WHAT YOU SHOULD DO: In the coral discussion, shorten the paragraph that begins "I suppose it depends on if its wild collected" and keep its main facts.

SUPPLIED PASSAGE:
━━━━━━━━━━━━━━━━━━━━━━━━━━━━━━

It's hard to keep....

I suppose it depends on if its wild collected or aquacultured. Wild collected euphyllia in general I have never seen a good survival rate, but if that was grown from an existing colony there should be no reason why it would be hard to keep.
 
Wow that thing is impressive! If anyone can figure out how to keep it its Dong.
Get that thing growing out so you can share nice hardy frags!
 
It has been in captive for a long long time, first in NY city, then moved to MA, then moved to me.
 
. Wild collected euphyllia in general I have never seen a good survival rate,.

Except some torch coral, Euphylia is among the hardest coral regardless captive grown or wild caught.
 
By the way, what I get is a frag of frag of frag...hahaha
 
By the way, what I get is a frag of frag of frag...hahaha

That thing should do just fine then. I may want a frag of that when you have more.

━━━━━━━━━━━━━━━━━━━━━━━━━━━━━━

[Region descriptions in natural language]
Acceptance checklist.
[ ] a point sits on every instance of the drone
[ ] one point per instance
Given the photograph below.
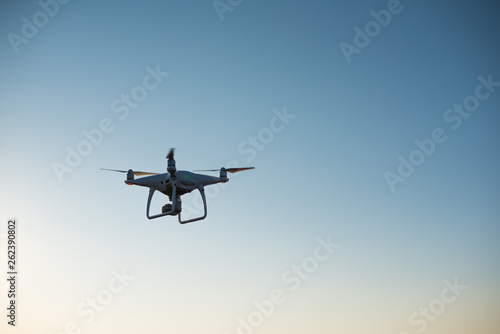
(176, 183)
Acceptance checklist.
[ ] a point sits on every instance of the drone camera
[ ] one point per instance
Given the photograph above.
(223, 173)
(130, 175)
(168, 207)
(171, 166)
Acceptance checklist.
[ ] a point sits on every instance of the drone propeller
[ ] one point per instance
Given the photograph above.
(136, 173)
(230, 170)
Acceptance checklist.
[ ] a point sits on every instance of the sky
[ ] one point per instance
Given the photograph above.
(372, 126)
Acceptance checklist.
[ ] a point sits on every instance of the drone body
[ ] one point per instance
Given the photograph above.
(174, 184)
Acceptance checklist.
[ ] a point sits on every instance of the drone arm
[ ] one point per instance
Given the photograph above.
(202, 193)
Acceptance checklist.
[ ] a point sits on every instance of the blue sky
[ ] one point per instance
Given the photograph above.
(321, 175)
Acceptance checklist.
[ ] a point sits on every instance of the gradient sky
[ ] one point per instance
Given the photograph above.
(321, 175)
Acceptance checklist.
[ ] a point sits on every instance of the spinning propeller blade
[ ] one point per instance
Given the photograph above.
(229, 170)
(126, 171)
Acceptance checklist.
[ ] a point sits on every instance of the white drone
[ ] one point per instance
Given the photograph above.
(174, 184)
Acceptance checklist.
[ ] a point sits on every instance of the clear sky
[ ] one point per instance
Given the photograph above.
(373, 127)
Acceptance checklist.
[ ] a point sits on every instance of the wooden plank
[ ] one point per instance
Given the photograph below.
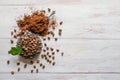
(37, 2)
(60, 76)
(81, 55)
(84, 22)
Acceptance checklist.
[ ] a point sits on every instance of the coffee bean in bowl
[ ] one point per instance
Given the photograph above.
(31, 45)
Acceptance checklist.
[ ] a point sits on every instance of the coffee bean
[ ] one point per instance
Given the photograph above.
(11, 33)
(8, 62)
(34, 66)
(11, 41)
(31, 71)
(15, 30)
(38, 61)
(48, 38)
(43, 67)
(56, 39)
(45, 44)
(25, 65)
(18, 63)
(49, 9)
(31, 62)
(57, 50)
(61, 22)
(40, 64)
(19, 69)
(53, 53)
(53, 58)
(37, 70)
(62, 54)
(53, 63)
(12, 72)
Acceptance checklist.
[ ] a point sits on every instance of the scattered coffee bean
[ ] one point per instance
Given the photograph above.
(47, 53)
(18, 69)
(53, 63)
(56, 39)
(37, 70)
(44, 39)
(15, 36)
(11, 41)
(53, 57)
(18, 63)
(49, 9)
(40, 64)
(53, 53)
(11, 33)
(8, 62)
(57, 50)
(49, 56)
(44, 50)
(34, 67)
(31, 62)
(51, 49)
(43, 67)
(62, 54)
(61, 22)
(25, 65)
(47, 48)
(15, 30)
(38, 61)
(32, 71)
(12, 72)
(48, 38)
(45, 44)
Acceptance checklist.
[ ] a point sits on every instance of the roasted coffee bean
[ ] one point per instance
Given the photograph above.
(56, 39)
(15, 30)
(32, 71)
(53, 63)
(8, 62)
(38, 61)
(11, 33)
(18, 63)
(53, 57)
(61, 22)
(45, 44)
(37, 70)
(31, 62)
(47, 48)
(18, 69)
(34, 66)
(11, 41)
(25, 65)
(62, 54)
(47, 53)
(53, 53)
(43, 67)
(40, 64)
(49, 9)
(44, 50)
(51, 49)
(12, 72)
(57, 50)
(48, 38)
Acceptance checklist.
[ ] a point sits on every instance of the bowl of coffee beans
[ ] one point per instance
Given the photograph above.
(31, 45)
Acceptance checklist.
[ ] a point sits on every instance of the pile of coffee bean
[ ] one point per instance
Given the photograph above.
(31, 45)
(30, 28)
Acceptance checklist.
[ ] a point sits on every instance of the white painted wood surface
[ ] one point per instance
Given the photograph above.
(91, 39)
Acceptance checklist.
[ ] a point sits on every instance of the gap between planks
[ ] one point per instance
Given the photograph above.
(64, 72)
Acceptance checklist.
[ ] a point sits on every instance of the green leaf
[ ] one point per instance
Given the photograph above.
(16, 50)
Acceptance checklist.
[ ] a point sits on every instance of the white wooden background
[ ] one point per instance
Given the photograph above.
(91, 39)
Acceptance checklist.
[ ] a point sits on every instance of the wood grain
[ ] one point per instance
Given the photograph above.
(84, 22)
(90, 39)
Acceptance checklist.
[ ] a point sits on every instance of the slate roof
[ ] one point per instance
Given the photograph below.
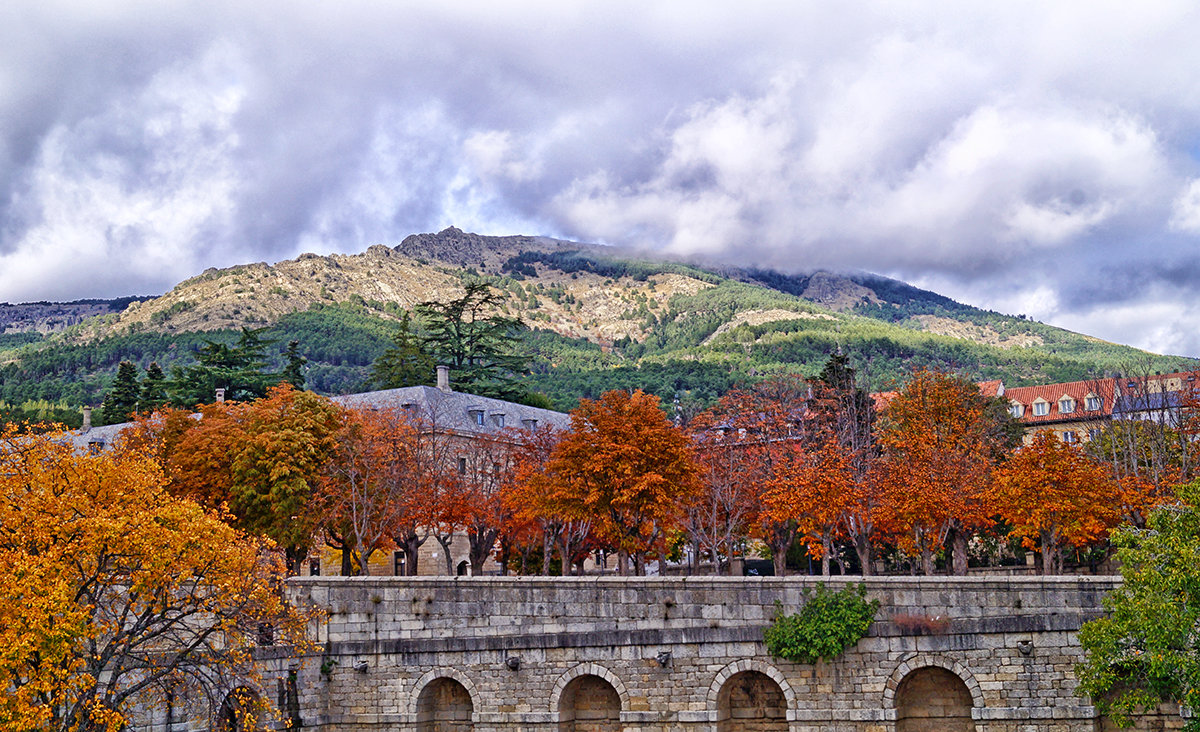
(1053, 393)
(457, 411)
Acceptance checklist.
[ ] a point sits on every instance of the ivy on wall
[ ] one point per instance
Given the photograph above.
(827, 624)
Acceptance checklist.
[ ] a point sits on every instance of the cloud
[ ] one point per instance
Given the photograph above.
(1025, 157)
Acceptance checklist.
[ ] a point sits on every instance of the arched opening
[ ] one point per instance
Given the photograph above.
(243, 711)
(934, 700)
(444, 706)
(589, 703)
(751, 702)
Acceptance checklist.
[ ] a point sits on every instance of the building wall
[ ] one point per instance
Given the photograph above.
(1011, 643)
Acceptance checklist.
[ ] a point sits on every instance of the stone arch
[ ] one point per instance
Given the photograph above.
(589, 703)
(921, 660)
(243, 709)
(556, 695)
(762, 679)
(444, 700)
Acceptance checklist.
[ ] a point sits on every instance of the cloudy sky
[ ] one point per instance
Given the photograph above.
(1030, 157)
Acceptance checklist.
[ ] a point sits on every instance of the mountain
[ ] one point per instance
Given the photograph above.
(603, 318)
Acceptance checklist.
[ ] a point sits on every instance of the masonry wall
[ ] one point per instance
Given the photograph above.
(669, 647)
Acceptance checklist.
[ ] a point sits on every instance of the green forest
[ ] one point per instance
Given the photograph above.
(679, 360)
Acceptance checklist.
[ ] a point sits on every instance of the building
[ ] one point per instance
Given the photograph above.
(1074, 411)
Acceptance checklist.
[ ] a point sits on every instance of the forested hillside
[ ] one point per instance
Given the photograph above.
(598, 321)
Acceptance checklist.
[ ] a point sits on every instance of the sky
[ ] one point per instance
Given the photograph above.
(1027, 157)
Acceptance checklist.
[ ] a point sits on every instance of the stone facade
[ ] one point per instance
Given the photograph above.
(685, 653)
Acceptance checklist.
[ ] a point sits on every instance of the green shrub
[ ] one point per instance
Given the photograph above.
(829, 623)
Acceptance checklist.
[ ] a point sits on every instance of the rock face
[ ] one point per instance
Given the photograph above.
(838, 293)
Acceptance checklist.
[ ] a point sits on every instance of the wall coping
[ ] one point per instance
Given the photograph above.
(882, 582)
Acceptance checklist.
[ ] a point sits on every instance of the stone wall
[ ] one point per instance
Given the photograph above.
(687, 653)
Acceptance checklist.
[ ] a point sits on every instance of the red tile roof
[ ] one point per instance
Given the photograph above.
(1053, 393)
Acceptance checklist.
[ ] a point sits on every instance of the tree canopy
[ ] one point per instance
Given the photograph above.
(114, 594)
(1145, 652)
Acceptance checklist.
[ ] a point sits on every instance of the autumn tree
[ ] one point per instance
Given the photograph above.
(262, 460)
(285, 442)
(624, 466)
(813, 487)
(406, 363)
(114, 594)
(531, 509)
(1143, 652)
(480, 345)
(940, 438)
(240, 369)
(1053, 495)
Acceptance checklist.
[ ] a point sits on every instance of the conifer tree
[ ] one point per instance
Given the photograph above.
(293, 372)
(154, 389)
(406, 363)
(123, 397)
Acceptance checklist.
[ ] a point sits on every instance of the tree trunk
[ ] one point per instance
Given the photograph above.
(481, 546)
(959, 551)
(927, 561)
(547, 552)
(445, 541)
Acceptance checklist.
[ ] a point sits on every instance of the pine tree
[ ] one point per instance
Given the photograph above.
(239, 369)
(405, 364)
(293, 373)
(154, 389)
(123, 397)
(478, 343)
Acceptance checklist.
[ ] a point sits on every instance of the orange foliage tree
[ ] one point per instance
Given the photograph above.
(261, 460)
(114, 594)
(941, 439)
(1053, 495)
(531, 514)
(814, 486)
(624, 467)
(760, 427)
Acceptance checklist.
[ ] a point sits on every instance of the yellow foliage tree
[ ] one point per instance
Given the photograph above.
(115, 594)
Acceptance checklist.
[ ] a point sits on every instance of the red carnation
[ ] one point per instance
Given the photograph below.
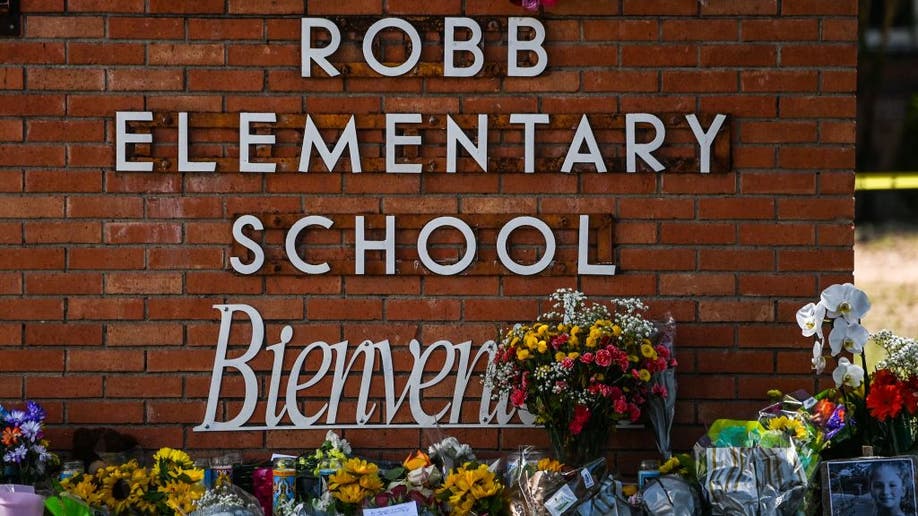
(581, 416)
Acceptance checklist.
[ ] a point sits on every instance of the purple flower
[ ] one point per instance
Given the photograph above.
(16, 455)
(15, 417)
(34, 410)
(31, 430)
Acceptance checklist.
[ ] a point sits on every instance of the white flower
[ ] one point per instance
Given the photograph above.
(819, 361)
(847, 374)
(850, 337)
(845, 300)
(810, 318)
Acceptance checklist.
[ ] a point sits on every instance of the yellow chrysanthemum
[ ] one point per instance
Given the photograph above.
(549, 464)
(790, 426)
(669, 466)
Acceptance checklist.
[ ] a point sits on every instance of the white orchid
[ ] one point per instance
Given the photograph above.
(848, 336)
(846, 301)
(818, 361)
(848, 374)
(810, 319)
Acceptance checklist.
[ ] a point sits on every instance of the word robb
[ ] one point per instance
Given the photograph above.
(457, 362)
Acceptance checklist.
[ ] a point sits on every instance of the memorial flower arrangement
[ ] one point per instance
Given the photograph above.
(170, 486)
(473, 489)
(580, 369)
(24, 455)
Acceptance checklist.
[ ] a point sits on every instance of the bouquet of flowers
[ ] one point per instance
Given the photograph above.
(580, 369)
(473, 489)
(24, 455)
(171, 486)
(893, 397)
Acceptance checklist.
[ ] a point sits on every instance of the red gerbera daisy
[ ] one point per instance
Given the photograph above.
(884, 401)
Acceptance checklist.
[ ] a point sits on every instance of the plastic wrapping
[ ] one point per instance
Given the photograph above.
(670, 495)
(745, 470)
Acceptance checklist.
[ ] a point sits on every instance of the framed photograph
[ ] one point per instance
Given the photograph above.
(870, 486)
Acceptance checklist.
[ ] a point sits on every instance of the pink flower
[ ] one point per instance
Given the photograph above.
(634, 413)
(581, 416)
(518, 397)
(603, 358)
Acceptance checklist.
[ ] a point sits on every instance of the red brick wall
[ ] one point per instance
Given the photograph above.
(107, 279)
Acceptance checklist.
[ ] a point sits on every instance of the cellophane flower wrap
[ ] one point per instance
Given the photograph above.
(170, 486)
(24, 455)
(580, 369)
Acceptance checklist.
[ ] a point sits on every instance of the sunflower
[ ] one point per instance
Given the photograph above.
(120, 490)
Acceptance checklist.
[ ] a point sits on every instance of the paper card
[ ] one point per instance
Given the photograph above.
(402, 509)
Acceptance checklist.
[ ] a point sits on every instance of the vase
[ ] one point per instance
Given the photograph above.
(576, 450)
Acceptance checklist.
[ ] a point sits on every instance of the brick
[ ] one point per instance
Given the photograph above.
(659, 55)
(143, 334)
(11, 79)
(219, 29)
(816, 260)
(105, 6)
(706, 81)
(622, 80)
(34, 360)
(620, 30)
(143, 283)
(700, 30)
(816, 157)
(145, 80)
(31, 52)
(187, 7)
(820, 7)
(267, 7)
(750, 7)
(819, 55)
(62, 232)
(31, 259)
(660, 7)
(757, 311)
(778, 80)
(65, 27)
(66, 130)
(63, 386)
(694, 284)
(31, 206)
(104, 308)
(124, 386)
(106, 258)
(129, 27)
(104, 412)
(186, 54)
(85, 53)
(63, 334)
(733, 259)
(778, 132)
(142, 232)
(778, 234)
(34, 105)
(773, 285)
(736, 208)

━━━━━━━━━━━━━━━━━━━━━━━━━━━━━━

TASK OUTPUT: How hard it is to keep depends on whether it was wild collected or aquacultured. The writer has never seen a good survival rate for wild-collected euphyllia, but a piece grown from an existing colony should not be hard to keep.